### TEXT UNDER STUDY
________________
NEWPORT NEWS—On March 11, Sheila Henderson begged her son's probation officer one last time for help.
Two years after he was molested by a family friend, Terrence Ca'Pre Henderson's confusion and anger over that sexual assault had grown into a burning rage.
She pleaded, yelling at times, for the probation officer to find a reason to take her son into custody and off the streets.
The probation officer agreed that the teenager everybody knew as "Pre" needed help. He said he was trying, but the process was slow. He noted in the files that Pre was "a time bomb." He called a therapist.
It was too late. Pre never talked to the therapist, and four days later he ran away from home.
Shortly after 8:30 p.m. on Saturday, March 16, Pre ambushed a young sailor he had never met before, shot him six times at close range and left him to die slumped in the front seat of his Acura.
Pre might never have met Bobby Southworth if the 20-year-old Navy sailor hadn't been looking for a gun.
Southworth, a native of Williston, Fla., was living on the aircraft carrier USS Enterprise while it was being repaired at the Newport News shipyard. According to court testimony, he had asked his girlfriend's brother, James Miles, to help him buy a gun. Southworth would soon be transferred to a post in Chicago, and thought he needed the gun for safety, Miles said.
Southworth's mother, Patricia McCammon, doesn't believe much of Miles' account of her son's death. She doesn't question that he might have been seeking a weapon - his family said he relished imitating the gangster lifestyle he saw portrayed in rap videos. But McCammon doesn't know why he would have needed a gun, and she doesn't know why he would have tried to buy it on the streets of Newport News.
________________
### GIVEN RECORDS
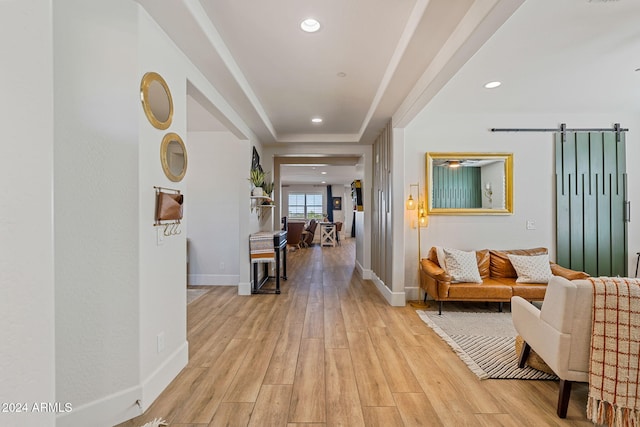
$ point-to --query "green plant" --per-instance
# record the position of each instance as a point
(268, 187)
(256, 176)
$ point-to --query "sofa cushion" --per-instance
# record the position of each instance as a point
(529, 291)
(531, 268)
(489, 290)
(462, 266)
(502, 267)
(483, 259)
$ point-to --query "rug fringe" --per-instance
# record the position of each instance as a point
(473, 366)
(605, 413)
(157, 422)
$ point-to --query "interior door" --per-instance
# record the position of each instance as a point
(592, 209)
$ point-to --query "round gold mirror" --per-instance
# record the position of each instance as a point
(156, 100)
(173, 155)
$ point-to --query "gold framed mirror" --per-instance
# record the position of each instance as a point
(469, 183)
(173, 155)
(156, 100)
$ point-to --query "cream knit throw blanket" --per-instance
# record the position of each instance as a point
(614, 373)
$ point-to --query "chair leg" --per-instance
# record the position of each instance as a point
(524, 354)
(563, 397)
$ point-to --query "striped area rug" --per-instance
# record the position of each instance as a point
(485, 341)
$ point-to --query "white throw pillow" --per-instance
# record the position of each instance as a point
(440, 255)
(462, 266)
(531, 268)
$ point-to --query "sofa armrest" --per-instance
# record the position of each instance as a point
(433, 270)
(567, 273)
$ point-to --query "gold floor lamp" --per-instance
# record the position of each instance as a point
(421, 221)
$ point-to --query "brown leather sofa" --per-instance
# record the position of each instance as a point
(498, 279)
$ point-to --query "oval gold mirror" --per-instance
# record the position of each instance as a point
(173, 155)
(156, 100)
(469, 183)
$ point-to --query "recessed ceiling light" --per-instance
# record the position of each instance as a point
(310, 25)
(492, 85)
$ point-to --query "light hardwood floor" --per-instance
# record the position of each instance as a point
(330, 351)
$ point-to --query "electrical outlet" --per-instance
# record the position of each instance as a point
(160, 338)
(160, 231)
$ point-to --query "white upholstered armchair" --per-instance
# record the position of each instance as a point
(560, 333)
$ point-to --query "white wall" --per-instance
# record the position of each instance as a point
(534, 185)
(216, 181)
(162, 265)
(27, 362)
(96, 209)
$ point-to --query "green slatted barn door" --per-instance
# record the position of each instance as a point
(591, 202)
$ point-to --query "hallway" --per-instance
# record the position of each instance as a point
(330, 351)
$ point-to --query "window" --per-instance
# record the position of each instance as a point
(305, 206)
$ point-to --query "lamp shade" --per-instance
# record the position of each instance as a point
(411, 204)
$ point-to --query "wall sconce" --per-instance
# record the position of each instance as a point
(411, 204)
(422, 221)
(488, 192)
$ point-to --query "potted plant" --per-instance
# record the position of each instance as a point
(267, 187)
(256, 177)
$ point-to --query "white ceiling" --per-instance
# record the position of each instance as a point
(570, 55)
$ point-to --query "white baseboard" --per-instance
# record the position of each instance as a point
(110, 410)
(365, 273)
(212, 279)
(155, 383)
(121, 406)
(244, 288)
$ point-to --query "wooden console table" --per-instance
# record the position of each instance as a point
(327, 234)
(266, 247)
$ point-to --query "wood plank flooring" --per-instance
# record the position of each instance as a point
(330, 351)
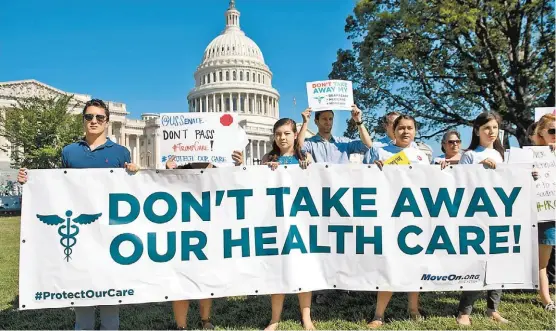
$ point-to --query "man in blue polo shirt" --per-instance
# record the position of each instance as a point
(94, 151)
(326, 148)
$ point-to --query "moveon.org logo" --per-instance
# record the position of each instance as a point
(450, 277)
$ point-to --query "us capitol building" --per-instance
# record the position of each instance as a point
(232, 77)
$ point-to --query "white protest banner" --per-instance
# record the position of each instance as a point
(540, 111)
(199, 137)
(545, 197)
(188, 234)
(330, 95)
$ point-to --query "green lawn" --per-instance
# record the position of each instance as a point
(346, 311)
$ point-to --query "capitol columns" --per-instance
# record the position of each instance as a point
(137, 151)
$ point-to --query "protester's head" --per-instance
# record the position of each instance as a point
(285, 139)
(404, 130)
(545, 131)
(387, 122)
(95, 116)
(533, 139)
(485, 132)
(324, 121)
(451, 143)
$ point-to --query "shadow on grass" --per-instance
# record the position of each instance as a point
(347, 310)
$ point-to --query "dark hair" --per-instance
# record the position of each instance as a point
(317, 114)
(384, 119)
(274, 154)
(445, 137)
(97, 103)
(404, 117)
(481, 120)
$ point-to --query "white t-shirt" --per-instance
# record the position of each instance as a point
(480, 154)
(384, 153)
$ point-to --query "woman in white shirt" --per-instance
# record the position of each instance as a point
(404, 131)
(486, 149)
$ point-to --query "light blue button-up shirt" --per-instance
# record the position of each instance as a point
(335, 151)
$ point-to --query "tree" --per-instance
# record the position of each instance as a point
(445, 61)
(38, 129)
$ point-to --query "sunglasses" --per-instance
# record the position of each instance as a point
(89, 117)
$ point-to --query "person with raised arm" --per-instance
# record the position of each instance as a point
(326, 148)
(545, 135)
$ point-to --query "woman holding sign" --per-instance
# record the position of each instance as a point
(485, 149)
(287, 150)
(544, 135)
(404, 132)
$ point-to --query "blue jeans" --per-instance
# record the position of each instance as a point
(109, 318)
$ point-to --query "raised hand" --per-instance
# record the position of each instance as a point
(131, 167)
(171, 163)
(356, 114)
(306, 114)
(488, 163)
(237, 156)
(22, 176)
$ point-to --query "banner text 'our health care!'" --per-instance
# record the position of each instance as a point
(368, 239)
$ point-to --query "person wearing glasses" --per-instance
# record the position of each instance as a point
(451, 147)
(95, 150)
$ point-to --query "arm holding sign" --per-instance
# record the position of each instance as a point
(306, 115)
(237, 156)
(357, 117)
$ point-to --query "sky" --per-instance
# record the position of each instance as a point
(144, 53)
________________
### SET OF TASKS
A. In the Newport News article, what did the probation officer write in the files about Pre?
B. Continue the Newport News article past its final sentence.

### RESPONSES TO THE EXERCISE
A. He wrote that Pre was "a time bomb."

B.
His step-father, Norman McCammon, often cautioned Southworth to be careful. Compared to life in the small Florida town where he grew up the Peninsula's urban neighborhoods provided a dangerous array of problems, his stepfather feared.
About 4:30 p.m. on March 16, Southworth called his mother in Florida. She was working at a child-care center in the local YMCA. It was the start of evening rush and parents were picking up their children. McCammon didn't have time to talk.
"I'm with some 'bros,' " she remembers him saying.
" 'We're just cruisin'." It was the last time she talked to him.
At 5:55 p.m. he withdrew money from a Navy Federal Credit Union ATM in Norfolk, according to court testimony. Then he arranged to meet Miles.
LIKE FATHER, LIKE SON
Few people, if any, call Pre by his first name, Terrence. His mother hates it. She wanted to name him after Nation of Islam leader Louis Farrakhan. Pre's grandmother wouldn't hear of it. So Terrence it was. But from a very early age he has been known simply as Pre.
He was raised largely by his mother and, at times, her boyfriends. They lived in poor neighborhoods, including the family's last home on 25th Street. His mother hasn't had steady employment in years. She worked part-time on and off this year cleaning offices in Hampton.
His father, Paul Taylor fostered a reputation as a man to be feared. In 1995 he went to jail for murder.